__DATA SECTION__.
Segment Open

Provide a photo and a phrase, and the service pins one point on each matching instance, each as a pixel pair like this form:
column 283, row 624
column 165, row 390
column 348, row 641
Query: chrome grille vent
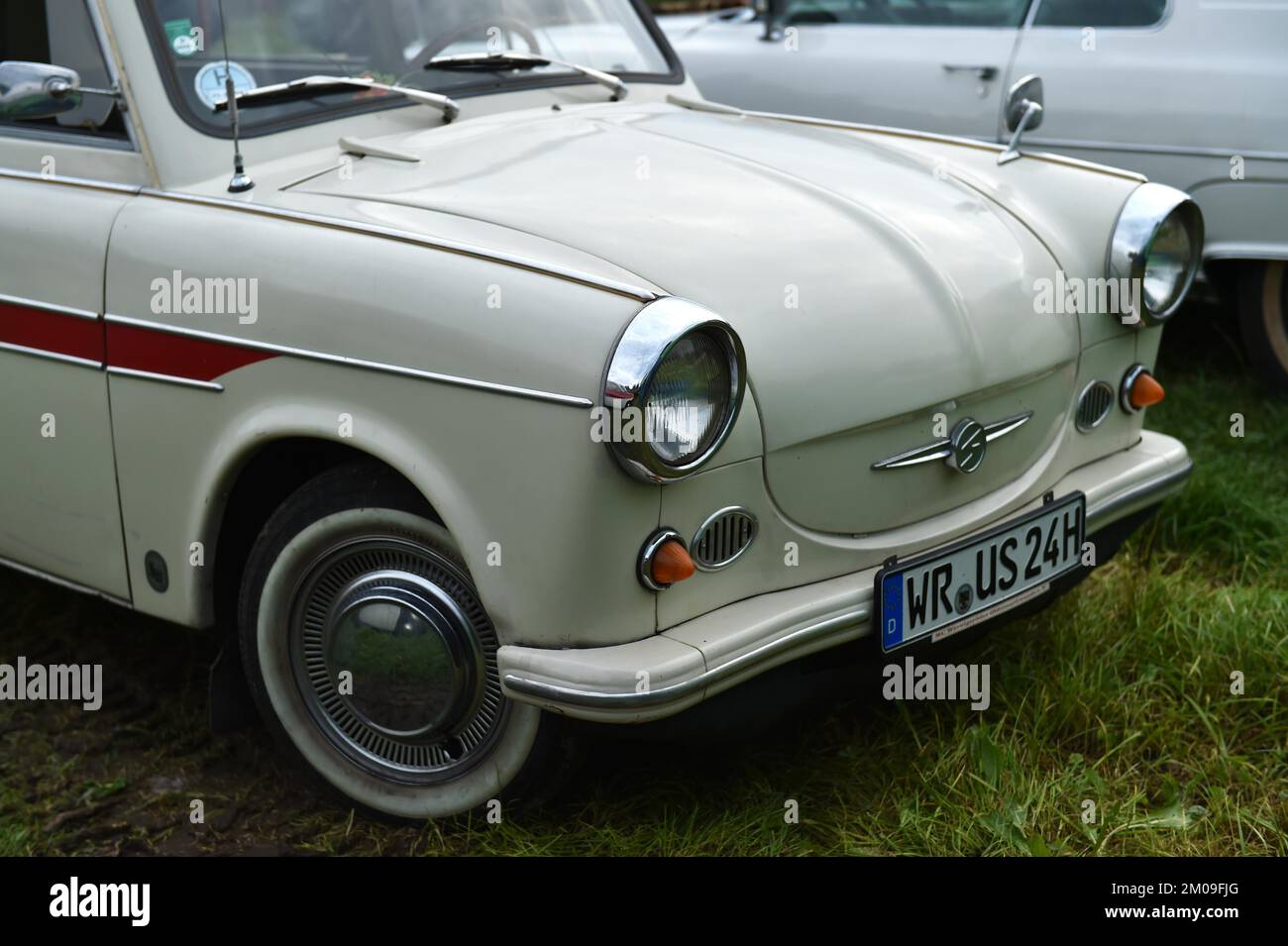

Segment Closed

__EXERCISE BRIEF__.
Scanning the material above, work out how many lines contain the word "column" and reply with the number only.

__RESPONSE AREA__.
3